Recorded data
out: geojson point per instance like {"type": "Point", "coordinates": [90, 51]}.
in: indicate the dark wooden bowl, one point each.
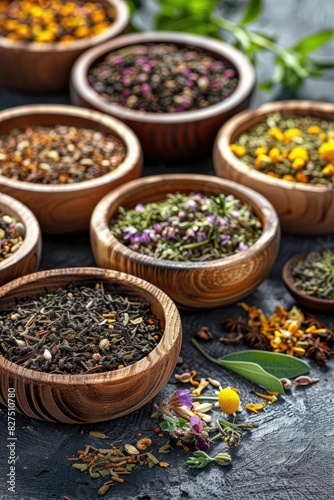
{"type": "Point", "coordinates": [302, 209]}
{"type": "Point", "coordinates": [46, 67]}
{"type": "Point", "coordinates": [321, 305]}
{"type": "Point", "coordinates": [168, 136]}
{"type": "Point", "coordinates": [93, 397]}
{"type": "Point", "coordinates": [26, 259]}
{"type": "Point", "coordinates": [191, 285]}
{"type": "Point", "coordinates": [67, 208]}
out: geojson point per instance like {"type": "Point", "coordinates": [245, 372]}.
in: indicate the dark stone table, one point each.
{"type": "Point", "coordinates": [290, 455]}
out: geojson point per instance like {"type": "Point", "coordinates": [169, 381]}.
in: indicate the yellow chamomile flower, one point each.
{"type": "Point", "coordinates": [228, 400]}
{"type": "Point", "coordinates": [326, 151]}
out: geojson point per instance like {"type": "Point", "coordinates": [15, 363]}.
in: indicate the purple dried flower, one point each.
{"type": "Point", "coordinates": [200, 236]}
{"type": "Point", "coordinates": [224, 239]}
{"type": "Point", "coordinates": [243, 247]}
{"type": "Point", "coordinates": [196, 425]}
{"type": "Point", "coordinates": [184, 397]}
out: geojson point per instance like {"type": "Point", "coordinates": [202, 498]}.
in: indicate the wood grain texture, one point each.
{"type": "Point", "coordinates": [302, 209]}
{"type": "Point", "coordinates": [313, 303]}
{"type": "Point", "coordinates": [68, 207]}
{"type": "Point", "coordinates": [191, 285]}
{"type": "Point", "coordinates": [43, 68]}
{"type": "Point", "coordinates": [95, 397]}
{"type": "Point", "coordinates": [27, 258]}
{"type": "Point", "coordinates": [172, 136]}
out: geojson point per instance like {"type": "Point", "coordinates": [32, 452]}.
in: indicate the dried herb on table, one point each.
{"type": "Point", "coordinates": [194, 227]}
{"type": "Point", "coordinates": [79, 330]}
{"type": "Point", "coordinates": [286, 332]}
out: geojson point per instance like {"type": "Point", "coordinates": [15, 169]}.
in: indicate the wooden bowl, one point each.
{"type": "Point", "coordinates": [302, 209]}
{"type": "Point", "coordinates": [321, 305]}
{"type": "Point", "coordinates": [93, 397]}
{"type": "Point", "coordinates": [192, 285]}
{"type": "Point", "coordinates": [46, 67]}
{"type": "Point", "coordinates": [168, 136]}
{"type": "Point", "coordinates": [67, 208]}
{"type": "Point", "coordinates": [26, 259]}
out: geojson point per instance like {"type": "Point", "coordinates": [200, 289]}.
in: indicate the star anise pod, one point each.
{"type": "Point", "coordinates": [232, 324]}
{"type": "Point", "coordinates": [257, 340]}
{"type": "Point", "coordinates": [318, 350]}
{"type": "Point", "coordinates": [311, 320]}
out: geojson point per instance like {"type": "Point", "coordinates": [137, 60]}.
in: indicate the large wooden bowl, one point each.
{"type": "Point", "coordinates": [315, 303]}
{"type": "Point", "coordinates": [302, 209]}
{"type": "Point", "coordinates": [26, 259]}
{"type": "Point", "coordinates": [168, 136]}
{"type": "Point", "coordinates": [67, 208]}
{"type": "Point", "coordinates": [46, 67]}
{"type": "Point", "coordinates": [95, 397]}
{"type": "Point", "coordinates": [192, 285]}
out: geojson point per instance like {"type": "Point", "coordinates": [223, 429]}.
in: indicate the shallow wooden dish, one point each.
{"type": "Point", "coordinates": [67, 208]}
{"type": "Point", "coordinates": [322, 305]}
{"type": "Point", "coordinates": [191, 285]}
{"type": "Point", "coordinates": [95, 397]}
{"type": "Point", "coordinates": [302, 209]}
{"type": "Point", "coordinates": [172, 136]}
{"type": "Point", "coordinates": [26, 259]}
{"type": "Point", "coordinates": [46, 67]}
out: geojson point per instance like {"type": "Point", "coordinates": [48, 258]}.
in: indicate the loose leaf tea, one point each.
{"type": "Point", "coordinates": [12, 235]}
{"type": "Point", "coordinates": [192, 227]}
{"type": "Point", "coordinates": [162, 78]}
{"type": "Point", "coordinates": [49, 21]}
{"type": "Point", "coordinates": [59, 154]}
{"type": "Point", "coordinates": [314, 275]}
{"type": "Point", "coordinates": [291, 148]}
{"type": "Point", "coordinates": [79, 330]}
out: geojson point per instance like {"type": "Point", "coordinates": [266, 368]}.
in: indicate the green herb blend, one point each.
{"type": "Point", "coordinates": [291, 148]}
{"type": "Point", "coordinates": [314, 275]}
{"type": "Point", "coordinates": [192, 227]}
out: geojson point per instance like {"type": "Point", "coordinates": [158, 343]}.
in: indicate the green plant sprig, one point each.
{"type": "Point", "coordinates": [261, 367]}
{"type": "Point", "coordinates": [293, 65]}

...

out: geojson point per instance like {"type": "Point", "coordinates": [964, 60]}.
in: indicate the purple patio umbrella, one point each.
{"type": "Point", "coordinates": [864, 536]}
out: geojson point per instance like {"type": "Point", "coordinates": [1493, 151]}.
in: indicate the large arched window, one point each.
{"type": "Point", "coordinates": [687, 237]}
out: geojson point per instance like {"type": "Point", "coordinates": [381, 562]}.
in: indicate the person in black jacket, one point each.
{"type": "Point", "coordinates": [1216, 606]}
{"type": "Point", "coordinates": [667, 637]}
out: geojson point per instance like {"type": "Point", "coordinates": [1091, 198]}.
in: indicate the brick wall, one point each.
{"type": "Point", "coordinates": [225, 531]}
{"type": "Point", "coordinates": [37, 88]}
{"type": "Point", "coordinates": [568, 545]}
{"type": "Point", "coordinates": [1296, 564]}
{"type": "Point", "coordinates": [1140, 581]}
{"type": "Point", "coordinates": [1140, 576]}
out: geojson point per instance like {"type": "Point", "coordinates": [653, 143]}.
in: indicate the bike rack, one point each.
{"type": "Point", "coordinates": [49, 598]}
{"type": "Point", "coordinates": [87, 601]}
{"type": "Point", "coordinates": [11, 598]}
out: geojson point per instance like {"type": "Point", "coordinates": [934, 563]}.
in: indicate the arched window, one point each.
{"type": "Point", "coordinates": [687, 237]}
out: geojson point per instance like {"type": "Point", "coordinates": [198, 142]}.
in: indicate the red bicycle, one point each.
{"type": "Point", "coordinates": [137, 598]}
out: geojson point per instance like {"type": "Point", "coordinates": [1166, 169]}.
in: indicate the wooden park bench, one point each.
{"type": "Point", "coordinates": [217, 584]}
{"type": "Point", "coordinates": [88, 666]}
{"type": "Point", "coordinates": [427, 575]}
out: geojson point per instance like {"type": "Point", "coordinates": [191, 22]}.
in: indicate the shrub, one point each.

* * *

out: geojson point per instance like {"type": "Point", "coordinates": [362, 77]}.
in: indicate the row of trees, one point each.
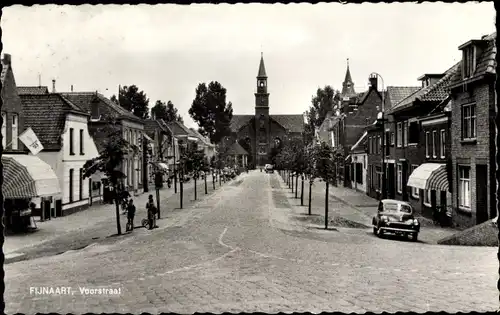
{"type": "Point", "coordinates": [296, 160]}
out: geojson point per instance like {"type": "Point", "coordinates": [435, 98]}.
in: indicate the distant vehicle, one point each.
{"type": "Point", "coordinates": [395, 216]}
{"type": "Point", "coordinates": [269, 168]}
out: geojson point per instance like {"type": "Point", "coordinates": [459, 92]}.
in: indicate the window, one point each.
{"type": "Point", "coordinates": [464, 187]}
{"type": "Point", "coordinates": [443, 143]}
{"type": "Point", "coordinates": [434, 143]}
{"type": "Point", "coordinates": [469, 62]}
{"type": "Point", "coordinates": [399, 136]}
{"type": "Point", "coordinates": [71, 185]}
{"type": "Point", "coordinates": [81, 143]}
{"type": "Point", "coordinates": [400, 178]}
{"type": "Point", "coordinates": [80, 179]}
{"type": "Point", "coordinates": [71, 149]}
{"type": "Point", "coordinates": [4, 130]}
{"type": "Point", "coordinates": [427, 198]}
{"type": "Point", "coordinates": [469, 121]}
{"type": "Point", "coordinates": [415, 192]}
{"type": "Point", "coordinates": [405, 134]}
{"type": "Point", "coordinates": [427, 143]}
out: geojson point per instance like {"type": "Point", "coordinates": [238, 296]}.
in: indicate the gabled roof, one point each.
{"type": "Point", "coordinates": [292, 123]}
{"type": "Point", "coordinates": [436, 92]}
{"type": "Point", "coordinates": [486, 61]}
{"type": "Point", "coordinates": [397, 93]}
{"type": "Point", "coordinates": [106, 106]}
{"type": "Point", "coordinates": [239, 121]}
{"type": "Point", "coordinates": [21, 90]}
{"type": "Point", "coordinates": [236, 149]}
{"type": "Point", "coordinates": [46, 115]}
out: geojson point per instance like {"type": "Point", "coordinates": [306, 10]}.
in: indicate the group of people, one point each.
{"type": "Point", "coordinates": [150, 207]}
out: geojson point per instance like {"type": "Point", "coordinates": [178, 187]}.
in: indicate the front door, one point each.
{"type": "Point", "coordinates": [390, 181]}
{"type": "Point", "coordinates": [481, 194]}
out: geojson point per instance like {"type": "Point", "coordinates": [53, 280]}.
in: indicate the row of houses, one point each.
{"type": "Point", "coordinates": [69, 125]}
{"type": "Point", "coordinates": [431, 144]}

*Your goal*
Select each line above that contains the word "dark", and copy those lines out in full.

*Answer for the task*
in: indicate the dark wooden bowl, one point each.
in: indicate the dark stone table, one point each.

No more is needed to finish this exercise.